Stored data
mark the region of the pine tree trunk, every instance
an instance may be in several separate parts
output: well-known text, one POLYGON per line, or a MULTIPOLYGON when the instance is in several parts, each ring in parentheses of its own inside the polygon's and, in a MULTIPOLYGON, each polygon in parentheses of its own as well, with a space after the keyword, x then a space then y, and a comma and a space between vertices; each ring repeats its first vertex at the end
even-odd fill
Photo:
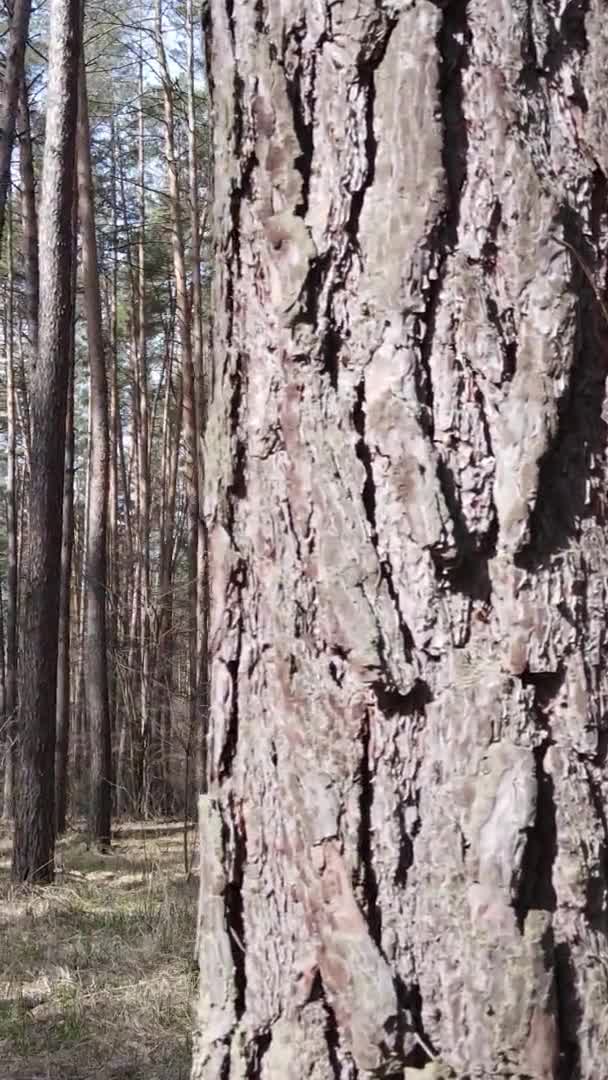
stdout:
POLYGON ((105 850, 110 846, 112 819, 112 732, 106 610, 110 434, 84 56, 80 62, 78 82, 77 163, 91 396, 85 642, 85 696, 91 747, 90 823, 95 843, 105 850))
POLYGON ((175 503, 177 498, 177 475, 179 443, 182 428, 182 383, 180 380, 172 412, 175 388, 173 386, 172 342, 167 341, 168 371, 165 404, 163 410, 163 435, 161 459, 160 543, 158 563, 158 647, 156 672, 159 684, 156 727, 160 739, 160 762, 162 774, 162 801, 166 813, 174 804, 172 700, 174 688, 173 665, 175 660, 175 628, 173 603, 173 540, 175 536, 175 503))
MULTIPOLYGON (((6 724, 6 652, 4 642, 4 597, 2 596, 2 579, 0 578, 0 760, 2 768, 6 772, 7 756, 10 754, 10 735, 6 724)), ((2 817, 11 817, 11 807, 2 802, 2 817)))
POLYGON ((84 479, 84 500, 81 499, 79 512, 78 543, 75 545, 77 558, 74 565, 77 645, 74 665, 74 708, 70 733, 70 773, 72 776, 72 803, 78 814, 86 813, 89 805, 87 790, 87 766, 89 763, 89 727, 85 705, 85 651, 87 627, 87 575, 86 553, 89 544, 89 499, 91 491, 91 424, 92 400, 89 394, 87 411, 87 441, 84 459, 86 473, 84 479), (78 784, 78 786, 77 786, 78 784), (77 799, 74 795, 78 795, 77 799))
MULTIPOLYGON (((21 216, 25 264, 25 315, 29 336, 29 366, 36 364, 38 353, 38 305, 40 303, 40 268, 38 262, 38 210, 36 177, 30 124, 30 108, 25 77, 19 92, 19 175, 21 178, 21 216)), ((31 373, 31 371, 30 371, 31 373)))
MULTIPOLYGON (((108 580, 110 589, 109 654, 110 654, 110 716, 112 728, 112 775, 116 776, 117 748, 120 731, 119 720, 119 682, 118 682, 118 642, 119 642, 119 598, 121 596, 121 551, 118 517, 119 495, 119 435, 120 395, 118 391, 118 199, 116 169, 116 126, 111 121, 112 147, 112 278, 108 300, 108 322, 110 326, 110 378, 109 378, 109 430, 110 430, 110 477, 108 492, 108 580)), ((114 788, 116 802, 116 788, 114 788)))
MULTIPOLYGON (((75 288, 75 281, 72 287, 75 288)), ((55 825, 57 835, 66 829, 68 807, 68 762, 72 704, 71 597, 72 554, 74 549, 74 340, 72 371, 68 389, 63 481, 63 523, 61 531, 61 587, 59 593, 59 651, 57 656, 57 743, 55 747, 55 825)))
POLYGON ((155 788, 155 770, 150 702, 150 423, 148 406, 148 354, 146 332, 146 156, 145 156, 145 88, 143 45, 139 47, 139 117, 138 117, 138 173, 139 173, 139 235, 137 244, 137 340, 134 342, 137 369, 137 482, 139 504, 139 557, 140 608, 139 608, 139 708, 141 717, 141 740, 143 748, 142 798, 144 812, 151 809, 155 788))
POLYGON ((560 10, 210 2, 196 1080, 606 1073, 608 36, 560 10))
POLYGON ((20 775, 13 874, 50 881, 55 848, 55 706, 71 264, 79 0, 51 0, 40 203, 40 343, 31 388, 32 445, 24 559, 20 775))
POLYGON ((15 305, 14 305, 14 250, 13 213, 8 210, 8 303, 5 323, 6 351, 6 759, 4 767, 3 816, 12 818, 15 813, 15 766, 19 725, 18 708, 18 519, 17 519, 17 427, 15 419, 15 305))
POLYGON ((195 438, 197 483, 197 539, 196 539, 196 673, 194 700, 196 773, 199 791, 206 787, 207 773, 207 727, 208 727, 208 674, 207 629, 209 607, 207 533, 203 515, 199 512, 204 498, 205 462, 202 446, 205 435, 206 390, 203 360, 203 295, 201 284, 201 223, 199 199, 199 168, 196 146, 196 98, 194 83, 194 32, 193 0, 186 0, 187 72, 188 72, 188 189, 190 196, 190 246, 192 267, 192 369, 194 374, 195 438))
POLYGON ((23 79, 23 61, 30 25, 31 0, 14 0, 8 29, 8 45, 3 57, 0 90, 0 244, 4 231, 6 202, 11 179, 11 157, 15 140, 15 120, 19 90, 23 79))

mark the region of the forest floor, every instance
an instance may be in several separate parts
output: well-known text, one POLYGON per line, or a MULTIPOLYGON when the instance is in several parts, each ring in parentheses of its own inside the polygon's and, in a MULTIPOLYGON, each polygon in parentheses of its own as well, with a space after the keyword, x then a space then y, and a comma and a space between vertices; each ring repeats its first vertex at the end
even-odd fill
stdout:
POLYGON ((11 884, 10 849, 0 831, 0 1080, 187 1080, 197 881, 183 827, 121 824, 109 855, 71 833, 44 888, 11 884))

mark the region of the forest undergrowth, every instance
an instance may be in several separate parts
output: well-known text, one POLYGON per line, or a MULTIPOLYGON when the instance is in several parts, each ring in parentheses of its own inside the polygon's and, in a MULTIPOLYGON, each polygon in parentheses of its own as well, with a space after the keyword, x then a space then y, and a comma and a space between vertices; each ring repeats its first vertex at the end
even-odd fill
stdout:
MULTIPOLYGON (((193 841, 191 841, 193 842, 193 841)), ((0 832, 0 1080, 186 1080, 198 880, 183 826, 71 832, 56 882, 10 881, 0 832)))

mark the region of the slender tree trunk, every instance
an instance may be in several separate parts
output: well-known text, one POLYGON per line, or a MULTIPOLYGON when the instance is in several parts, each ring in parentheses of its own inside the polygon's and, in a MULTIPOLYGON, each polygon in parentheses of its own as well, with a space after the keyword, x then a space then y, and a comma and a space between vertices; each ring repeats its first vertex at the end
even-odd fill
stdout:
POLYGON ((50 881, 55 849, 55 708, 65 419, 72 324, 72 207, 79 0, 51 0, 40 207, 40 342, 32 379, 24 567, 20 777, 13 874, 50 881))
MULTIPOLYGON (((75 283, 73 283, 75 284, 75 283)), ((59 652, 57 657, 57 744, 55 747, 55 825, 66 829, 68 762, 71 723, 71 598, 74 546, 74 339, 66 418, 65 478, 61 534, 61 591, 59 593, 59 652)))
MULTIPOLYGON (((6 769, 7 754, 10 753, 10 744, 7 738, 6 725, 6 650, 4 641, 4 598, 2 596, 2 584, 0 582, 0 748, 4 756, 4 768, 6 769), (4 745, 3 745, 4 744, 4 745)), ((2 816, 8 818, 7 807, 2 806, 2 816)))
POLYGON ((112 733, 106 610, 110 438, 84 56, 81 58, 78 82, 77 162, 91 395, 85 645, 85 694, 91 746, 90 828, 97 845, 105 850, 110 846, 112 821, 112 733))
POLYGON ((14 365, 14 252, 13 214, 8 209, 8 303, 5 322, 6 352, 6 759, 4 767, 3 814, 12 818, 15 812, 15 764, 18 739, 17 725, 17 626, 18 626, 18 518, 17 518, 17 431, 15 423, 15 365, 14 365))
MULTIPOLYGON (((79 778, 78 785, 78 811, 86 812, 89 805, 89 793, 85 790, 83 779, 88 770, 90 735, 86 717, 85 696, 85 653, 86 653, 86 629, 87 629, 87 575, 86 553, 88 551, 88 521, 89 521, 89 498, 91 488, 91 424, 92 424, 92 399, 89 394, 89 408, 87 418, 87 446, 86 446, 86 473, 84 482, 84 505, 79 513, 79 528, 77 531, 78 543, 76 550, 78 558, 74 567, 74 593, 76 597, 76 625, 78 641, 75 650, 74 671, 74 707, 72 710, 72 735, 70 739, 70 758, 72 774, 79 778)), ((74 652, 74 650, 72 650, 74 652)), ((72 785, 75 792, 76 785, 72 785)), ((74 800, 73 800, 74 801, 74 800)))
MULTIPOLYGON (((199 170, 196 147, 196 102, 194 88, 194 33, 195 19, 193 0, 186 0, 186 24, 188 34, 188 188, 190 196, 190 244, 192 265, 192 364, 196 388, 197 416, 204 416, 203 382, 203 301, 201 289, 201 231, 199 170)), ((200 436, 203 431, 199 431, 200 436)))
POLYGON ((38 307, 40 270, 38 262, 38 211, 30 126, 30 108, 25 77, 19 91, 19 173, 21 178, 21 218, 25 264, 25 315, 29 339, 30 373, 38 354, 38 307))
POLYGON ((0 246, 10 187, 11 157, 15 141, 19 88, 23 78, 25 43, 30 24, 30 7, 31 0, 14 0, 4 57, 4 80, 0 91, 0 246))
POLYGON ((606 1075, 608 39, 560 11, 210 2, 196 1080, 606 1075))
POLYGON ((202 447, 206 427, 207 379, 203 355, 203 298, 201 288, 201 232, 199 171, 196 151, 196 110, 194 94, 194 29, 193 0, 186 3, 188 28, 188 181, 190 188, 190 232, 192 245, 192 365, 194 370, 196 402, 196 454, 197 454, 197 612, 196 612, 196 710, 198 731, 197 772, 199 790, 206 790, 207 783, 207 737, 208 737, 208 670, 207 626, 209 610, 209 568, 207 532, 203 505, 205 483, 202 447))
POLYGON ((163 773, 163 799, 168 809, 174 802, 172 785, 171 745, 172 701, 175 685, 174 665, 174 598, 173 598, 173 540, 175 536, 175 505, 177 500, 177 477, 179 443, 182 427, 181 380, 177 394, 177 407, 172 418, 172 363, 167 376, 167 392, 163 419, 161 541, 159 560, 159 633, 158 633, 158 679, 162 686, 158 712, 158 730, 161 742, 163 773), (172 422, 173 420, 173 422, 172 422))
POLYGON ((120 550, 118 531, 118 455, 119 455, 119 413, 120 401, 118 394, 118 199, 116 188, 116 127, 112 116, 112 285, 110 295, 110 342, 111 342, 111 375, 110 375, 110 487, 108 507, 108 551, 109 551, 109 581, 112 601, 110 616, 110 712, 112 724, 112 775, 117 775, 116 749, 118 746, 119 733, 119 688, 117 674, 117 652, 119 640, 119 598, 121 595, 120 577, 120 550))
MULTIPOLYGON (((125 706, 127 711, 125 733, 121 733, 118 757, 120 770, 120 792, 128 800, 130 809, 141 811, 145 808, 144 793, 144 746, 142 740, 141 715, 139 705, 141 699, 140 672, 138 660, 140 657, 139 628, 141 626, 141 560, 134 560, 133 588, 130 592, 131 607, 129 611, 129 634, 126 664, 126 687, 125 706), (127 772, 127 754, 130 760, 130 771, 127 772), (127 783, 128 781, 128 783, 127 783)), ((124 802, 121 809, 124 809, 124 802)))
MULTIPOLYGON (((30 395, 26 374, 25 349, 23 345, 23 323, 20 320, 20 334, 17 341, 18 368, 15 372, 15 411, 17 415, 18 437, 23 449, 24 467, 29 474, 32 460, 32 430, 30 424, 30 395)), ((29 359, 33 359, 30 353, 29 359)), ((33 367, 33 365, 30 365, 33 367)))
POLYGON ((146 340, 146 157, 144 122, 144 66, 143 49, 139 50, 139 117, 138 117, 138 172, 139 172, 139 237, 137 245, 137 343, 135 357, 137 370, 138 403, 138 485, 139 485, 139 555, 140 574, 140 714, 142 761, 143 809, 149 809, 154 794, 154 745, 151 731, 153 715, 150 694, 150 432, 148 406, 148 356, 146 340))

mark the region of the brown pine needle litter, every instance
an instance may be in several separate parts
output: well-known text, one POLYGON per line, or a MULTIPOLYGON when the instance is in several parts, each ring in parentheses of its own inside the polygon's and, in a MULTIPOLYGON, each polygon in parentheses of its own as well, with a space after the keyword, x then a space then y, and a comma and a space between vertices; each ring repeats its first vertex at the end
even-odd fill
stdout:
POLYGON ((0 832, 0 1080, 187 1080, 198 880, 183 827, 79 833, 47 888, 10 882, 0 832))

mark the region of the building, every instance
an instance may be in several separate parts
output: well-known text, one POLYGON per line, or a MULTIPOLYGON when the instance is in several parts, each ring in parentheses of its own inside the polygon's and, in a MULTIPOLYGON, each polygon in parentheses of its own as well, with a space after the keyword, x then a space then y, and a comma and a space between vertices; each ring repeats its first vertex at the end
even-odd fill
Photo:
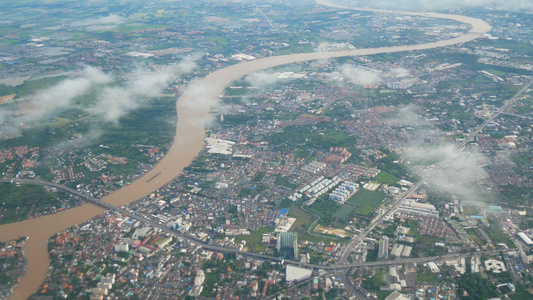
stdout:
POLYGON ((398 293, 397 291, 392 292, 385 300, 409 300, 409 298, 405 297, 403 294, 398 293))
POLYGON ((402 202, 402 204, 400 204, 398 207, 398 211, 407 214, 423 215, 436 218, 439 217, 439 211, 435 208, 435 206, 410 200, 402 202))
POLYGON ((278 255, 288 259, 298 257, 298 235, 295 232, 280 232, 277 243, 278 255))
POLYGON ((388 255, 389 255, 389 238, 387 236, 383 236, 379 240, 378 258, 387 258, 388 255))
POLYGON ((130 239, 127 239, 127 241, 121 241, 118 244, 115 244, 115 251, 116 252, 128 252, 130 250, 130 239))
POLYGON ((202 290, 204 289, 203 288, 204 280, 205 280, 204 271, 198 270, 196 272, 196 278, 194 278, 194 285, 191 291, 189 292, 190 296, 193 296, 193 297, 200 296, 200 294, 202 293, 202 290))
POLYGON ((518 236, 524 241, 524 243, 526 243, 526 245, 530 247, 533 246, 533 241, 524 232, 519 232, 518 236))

THE TASK
A bare number is expected: how many lines above contain the word "pine"?

OUTPUT OF THE EXERCISE
2